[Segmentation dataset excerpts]
****************************************

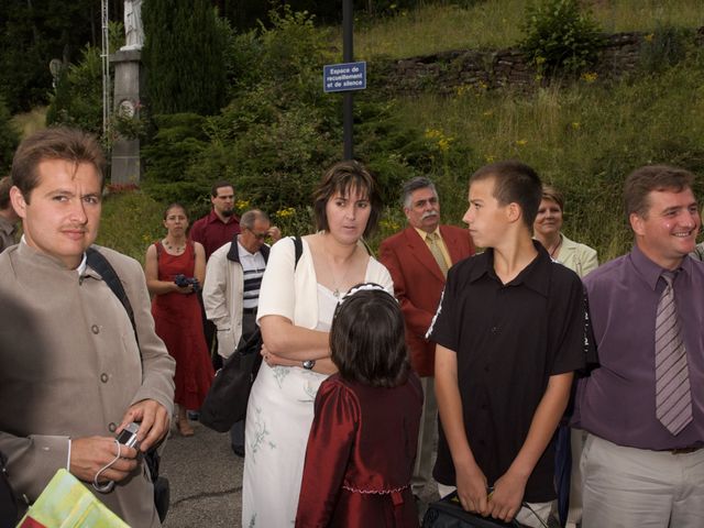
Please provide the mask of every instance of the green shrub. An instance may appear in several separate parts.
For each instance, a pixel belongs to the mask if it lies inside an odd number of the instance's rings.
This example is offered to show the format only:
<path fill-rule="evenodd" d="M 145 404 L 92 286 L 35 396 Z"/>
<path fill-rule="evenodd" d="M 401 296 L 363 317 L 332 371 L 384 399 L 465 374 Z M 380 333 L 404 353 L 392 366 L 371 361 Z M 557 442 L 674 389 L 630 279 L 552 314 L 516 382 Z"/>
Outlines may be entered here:
<path fill-rule="evenodd" d="M 10 173 L 12 156 L 20 143 L 20 134 L 10 118 L 4 98 L 0 96 L 0 178 Z"/>
<path fill-rule="evenodd" d="M 659 73 L 682 61 L 693 31 L 685 28 L 660 25 L 644 37 L 640 65 L 646 72 Z"/>
<path fill-rule="evenodd" d="M 520 46 L 548 75 L 578 74 L 594 64 L 602 37 L 579 0 L 540 0 L 526 8 Z"/>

****************************************

*Task brief*
Transcribe every row above character for character, omitting the pictures.

*Solution*
Please provide the mask of every instance of the green shrub. An instance may appear in several separate parts.
For each instance, a pixel belongs to the mask if it lies inside an odd number of the instance's rings.
This example is offered to show the format only:
<path fill-rule="evenodd" d="M 145 404 L 92 286 L 35 396 Z"/>
<path fill-rule="evenodd" d="M 401 296 L 363 317 L 332 371 L 384 399 L 465 374 Z M 380 333 L 404 353 L 392 366 L 371 361 Z M 557 442 L 674 389 L 630 279 L 552 314 L 516 382 Z"/>
Outlines may be entered here:
<path fill-rule="evenodd" d="M 10 173 L 12 156 L 20 143 L 20 134 L 10 118 L 4 98 L 0 96 L 0 178 Z"/>
<path fill-rule="evenodd" d="M 659 73 L 682 61 L 693 31 L 685 28 L 660 25 L 644 37 L 640 65 L 646 72 Z"/>
<path fill-rule="evenodd" d="M 520 46 L 548 75 L 578 74 L 594 64 L 602 37 L 579 0 L 540 0 L 526 8 Z"/>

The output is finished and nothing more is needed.